── GIVEN ENTRIES ──
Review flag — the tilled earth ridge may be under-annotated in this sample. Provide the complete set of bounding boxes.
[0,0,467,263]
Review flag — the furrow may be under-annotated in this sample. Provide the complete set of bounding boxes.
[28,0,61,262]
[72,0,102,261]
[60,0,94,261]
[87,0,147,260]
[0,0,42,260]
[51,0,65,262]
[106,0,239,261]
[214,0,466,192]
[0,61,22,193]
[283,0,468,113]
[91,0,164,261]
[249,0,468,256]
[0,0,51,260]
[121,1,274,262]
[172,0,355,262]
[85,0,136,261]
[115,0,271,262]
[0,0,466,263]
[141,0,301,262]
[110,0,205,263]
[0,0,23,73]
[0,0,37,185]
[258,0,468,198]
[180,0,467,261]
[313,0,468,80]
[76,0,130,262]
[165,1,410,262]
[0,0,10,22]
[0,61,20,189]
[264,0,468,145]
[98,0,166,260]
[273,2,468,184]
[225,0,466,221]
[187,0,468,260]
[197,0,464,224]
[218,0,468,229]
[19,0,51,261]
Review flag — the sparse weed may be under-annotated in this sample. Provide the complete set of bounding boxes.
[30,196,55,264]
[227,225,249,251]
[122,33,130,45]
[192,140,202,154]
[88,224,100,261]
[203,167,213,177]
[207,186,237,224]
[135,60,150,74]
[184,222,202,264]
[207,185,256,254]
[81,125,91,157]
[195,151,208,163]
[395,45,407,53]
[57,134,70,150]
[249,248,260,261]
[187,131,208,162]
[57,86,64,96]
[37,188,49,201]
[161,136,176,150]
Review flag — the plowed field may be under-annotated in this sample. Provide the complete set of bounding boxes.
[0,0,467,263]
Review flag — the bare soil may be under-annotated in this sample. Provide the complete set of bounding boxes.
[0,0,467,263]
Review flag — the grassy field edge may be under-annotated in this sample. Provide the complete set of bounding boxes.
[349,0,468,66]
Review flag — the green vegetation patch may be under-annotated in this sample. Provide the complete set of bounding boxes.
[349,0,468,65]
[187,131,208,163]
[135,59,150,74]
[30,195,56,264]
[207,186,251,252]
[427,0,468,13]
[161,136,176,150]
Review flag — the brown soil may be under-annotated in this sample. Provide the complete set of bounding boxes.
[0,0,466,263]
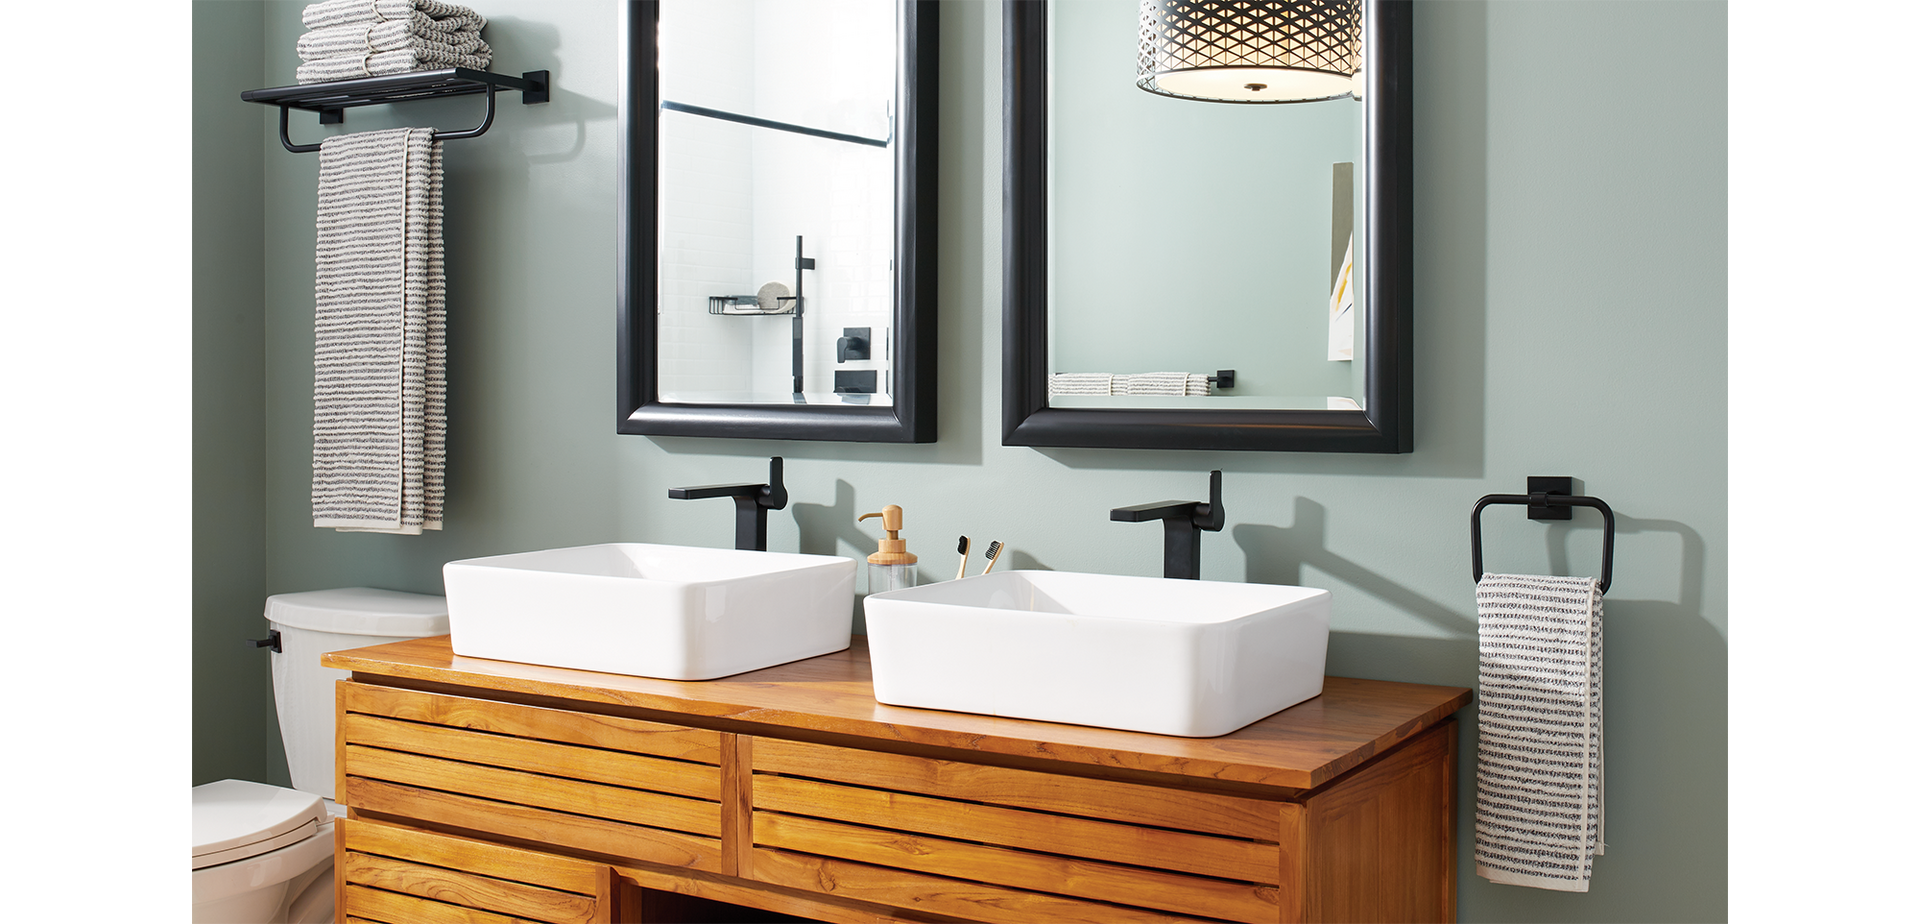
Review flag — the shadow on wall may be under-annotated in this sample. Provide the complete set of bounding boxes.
[1233,496,1479,638]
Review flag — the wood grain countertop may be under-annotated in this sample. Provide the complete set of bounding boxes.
[326,635,1469,792]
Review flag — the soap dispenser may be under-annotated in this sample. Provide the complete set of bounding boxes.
[858,504,918,594]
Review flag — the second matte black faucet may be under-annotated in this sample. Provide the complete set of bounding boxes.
[1110,470,1224,580]
[668,456,789,551]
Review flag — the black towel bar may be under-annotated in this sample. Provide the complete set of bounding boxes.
[1470,477,1615,594]
[243,68,550,154]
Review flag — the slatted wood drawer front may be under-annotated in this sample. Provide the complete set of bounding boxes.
[339,817,612,924]
[749,738,1295,924]
[339,682,726,872]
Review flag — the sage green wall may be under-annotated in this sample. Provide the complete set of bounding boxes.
[193,0,279,788]
[203,1,1727,919]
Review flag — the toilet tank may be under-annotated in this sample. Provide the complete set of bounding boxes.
[265,588,450,799]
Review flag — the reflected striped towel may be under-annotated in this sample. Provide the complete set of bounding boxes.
[313,128,446,535]
[1474,573,1603,891]
[1049,372,1214,397]
[1048,373,1113,396]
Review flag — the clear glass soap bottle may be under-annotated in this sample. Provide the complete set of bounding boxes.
[858,504,918,594]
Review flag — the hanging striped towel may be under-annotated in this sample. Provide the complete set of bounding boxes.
[313,127,446,535]
[1474,572,1603,891]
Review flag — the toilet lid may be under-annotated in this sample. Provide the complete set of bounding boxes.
[192,780,326,870]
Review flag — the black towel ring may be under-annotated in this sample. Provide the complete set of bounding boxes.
[1470,477,1615,594]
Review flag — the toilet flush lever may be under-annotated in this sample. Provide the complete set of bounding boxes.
[668,456,790,552]
[247,629,282,653]
[1110,470,1225,580]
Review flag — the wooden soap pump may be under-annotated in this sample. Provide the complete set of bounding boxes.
[858,504,918,594]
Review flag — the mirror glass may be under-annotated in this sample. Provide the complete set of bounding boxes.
[1049,0,1365,412]
[1003,0,1411,452]
[619,0,937,443]
[658,0,896,406]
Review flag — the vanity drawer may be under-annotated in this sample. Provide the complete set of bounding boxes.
[338,681,726,872]
[337,816,613,924]
[746,738,1292,923]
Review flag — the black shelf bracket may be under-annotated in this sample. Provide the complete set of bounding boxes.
[243,68,550,154]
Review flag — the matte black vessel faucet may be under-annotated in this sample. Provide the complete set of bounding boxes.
[1110,470,1224,580]
[667,456,789,551]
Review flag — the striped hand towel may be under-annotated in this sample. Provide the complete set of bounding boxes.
[303,0,486,32]
[1117,372,1190,396]
[313,128,446,535]
[296,0,490,83]
[297,20,488,61]
[1474,572,1603,891]
[1048,373,1114,396]
[297,45,494,83]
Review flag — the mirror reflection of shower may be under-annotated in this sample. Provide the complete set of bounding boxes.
[656,0,897,407]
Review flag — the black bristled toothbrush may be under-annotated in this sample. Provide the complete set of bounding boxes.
[981,541,1004,574]
[955,535,972,580]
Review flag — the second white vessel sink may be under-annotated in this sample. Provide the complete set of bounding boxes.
[443,543,855,680]
[864,570,1330,737]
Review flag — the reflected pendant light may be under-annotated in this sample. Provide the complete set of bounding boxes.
[1137,0,1362,104]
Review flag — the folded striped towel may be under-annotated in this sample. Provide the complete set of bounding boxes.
[298,20,488,61]
[1050,372,1214,397]
[1117,371,1190,396]
[297,45,493,83]
[303,0,486,32]
[1048,373,1113,396]
[1474,572,1603,891]
[296,0,490,83]
[313,128,446,535]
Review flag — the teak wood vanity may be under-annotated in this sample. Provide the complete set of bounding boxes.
[323,636,1470,924]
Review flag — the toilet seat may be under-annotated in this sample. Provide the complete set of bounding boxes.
[193,779,326,870]
[194,781,337,923]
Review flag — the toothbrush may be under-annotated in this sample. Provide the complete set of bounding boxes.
[955,535,972,580]
[980,541,1004,574]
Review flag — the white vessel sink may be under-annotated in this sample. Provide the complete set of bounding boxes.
[443,543,855,680]
[864,570,1330,737]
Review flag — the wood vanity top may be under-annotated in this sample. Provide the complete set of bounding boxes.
[325,635,1469,791]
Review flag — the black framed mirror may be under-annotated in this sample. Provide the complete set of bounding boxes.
[1002,0,1412,452]
[618,0,937,442]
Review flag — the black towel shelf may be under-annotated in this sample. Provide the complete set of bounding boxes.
[1470,476,1615,594]
[242,68,550,153]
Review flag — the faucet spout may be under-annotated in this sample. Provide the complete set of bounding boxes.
[668,457,789,551]
[1110,470,1223,579]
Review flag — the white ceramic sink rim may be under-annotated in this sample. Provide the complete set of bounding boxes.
[863,570,1331,737]
[443,542,855,681]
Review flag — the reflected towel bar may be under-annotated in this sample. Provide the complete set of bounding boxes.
[1471,476,1615,594]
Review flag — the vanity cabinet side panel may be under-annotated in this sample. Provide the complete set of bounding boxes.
[1300,719,1458,924]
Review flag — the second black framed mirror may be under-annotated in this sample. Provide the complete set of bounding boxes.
[619,0,938,442]
[1003,0,1412,452]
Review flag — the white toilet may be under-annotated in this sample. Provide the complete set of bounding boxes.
[192,587,450,924]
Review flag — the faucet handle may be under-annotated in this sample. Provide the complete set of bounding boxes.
[761,456,788,510]
[1194,469,1224,531]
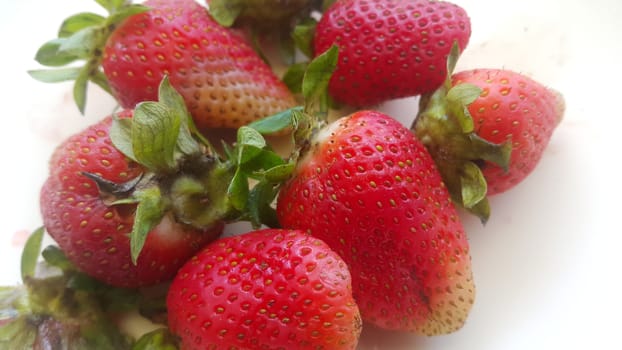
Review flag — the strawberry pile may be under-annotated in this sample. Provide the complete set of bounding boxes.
[1,0,564,349]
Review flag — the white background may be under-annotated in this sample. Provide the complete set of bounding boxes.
[0,0,620,349]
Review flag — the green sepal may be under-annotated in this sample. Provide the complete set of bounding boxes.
[292,18,317,58]
[228,170,249,212]
[33,39,80,67]
[130,187,166,265]
[20,228,45,282]
[412,41,509,223]
[258,162,295,183]
[132,102,181,173]
[208,0,243,27]
[132,328,179,350]
[28,67,82,83]
[58,12,106,38]
[246,181,281,229]
[58,26,102,59]
[110,116,137,162]
[74,67,89,114]
[41,245,76,272]
[302,45,339,116]
[249,106,302,134]
[283,63,309,94]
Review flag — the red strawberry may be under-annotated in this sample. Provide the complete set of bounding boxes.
[166,228,362,349]
[40,115,222,288]
[413,64,565,219]
[313,0,471,107]
[276,110,475,334]
[451,69,564,194]
[30,0,296,130]
[39,79,293,288]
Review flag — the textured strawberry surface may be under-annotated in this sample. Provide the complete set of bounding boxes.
[277,111,474,334]
[314,0,471,106]
[167,229,361,349]
[102,0,296,130]
[41,116,221,288]
[452,69,564,194]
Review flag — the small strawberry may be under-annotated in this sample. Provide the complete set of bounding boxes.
[313,0,471,107]
[30,0,296,130]
[166,228,361,349]
[40,78,292,288]
[412,46,565,219]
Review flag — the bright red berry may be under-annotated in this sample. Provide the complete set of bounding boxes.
[277,110,475,334]
[313,0,471,106]
[167,228,362,349]
[40,115,222,288]
[451,69,565,194]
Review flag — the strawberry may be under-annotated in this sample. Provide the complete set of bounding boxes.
[40,78,293,288]
[412,48,565,219]
[275,110,475,334]
[30,0,296,130]
[166,228,362,349]
[313,0,471,107]
[40,114,222,288]
[450,69,564,194]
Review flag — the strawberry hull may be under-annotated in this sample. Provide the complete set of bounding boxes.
[277,111,475,334]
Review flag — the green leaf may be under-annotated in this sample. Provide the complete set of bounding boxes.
[130,187,165,264]
[20,227,45,281]
[460,161,488,209]
[248,106,302,134]
[302,45,339,115]
[292,18,317,58]
[28,67,82,83]
[157,77,201,157]
[110,116,137,162]
[247,181,280,229]
[132,102,181,173]
[283,63,308,94]
[447,83,482,106]
[73,68,89,114]
[33,39,80,67]
[468,133,513,171]
[446,41,461,76]
[58,27,100,59]
[41,245,75,271]
[94,0,115,12]
[90,69,113,95]
[236,126,267,165]
[261,163,295,183]
[208,0,243,27]
[227,170,249,212]
[58,12,106,38]
[132,328,179,350]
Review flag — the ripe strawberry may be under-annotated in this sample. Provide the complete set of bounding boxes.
[276,110,475,334]
[412,64,565,219]
[166,228,361,349]
[30,0,296,130]
[39,79,292,288]
[40,115,222,288]
[313,0,471,107]
[450,69,564,194]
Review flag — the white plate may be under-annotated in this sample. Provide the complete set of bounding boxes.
[1,0,619,349]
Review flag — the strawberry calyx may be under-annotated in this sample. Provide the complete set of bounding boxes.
[28,0,149,114]
[412,43,511,223]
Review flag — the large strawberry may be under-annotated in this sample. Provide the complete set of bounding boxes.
[167,228,362,349]
[40,78,292,288]
[313,0,471,107]
[413,49,565,219]
[30,0,296,130]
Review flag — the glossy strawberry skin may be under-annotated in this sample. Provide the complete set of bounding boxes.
[452,69,564,194]
[40,115,222,288]
[276,111,474,334]
[314,0,471,107]
[166,229,361,350]
[102,0,296,130]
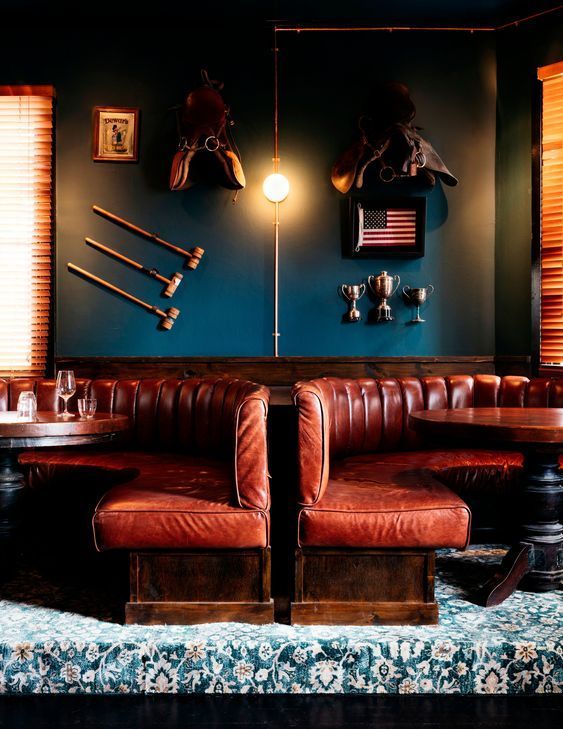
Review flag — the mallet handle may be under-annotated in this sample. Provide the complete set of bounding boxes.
[93,205,194,260]
[85,237,169,285]
[68,263,156,315]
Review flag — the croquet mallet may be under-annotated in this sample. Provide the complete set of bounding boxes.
[68,263,180,330]
[92,205,204,270]
[85,237,183,298]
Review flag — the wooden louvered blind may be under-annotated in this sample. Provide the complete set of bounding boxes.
[539,62,563,366]
[0,85,54,377]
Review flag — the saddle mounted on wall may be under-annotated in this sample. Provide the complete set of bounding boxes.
[331,82,458,194]
[170,69,245,195]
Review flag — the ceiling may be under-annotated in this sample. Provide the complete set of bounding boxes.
[2,1,562,25]
[269,1,561,26]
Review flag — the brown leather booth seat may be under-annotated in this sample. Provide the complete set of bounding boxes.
[292,374,556,549]
[25,450,269,551]
[290,374,556,625]
[94,456,268,552]
[4,376,272,624]
[9,377,270,550]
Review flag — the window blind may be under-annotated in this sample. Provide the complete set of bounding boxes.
[0,85,54,377]
[538,62,563,366]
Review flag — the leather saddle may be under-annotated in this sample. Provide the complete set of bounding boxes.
[331,82,458,194]
[170,70,245,193]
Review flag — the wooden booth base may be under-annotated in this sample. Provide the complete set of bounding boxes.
[291,548,438,626]
[126,548,274,625]
[291,601,438,626]
[126,600,275,625]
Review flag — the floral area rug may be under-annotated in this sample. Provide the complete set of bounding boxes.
[0,546,561,695]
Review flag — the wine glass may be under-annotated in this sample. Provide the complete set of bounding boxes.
[56,370,76,418]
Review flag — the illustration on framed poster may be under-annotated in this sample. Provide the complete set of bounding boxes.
[92,107,139,162]
[345,196,426,258]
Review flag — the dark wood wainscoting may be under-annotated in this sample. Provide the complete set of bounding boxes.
[55,355,509,384]
[55,356,534,404]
───
▸ **EXERCISE DIRECTIONS**: Copy, character for character, the lines from the line that holds "Review flag — the illustration" through the final line of the records above.

▸ **OUTPUT**:
Review flag — the illustration on framed poster may be under-annotated in this sample. Provide the complete set of bounding boxes.
[92,107,139,162]
[345,196,426,258]
Review flag — the dark wood wainscoting may be under-annotated in this sample. Provide the complete set of bounding boxes.
[55,355,509,384]
[55,356,534,404]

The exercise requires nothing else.